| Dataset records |
>> start

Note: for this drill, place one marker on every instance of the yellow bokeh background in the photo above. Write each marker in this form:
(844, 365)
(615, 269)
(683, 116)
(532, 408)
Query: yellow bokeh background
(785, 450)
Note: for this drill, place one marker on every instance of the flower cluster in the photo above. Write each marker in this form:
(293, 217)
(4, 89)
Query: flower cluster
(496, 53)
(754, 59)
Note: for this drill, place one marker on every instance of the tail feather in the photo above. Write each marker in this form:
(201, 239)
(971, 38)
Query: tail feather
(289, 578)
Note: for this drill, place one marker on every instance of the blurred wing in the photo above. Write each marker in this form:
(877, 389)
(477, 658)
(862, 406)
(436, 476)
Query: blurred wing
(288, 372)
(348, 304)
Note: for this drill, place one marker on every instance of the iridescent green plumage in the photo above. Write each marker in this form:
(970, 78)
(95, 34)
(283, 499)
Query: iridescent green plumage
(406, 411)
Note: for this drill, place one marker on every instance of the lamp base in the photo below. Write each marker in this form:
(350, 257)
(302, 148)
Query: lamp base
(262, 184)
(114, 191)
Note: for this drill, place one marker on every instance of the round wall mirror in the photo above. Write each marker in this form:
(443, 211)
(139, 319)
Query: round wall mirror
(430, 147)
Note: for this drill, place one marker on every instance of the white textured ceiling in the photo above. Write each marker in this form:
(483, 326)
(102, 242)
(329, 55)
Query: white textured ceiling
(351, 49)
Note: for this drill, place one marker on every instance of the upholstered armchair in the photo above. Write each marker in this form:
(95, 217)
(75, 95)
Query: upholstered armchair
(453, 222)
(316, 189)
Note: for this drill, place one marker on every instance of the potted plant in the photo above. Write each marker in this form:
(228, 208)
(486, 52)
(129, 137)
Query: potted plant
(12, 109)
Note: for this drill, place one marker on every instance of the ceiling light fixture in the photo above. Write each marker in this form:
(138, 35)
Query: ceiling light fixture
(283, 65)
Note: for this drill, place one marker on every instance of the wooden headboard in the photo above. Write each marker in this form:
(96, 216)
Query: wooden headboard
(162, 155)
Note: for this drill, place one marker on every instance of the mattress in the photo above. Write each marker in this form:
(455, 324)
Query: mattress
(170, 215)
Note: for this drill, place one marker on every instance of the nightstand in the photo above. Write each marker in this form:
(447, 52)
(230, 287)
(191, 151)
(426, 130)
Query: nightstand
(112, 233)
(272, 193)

>> end
>> start

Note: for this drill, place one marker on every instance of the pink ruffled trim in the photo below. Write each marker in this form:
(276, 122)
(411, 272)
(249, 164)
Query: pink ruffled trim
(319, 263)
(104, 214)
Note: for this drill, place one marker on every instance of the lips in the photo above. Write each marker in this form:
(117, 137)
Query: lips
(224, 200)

>> end
>> start

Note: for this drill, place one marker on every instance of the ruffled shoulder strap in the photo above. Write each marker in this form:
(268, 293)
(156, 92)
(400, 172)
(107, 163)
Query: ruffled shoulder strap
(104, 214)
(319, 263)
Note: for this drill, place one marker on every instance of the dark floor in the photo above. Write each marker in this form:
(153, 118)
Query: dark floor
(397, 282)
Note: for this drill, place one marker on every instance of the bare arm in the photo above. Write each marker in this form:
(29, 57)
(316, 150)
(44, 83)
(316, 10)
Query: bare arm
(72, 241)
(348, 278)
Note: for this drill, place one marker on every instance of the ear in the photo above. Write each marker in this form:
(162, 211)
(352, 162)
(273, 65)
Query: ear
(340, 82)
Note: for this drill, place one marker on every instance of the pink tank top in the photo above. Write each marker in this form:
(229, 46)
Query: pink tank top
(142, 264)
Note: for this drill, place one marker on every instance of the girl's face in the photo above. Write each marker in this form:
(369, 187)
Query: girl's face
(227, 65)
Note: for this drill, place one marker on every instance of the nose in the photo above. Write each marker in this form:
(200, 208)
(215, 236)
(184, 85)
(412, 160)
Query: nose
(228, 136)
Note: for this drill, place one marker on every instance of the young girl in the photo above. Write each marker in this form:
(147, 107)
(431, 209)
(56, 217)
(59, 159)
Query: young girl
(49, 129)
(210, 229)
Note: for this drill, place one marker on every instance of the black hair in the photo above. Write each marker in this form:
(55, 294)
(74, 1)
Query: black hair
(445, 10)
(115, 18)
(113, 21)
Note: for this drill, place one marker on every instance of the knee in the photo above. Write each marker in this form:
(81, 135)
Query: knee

>> end

| Exercise description |
Identify every line in the data above that contains the word "yellow" and copy each one. Matching is case-sensitive.

| Answer below |
Note: for this drill, place one marker on every instance of the yellow bokeh background in the photo above. Write each marker in this form:
Query: yellow bokeh background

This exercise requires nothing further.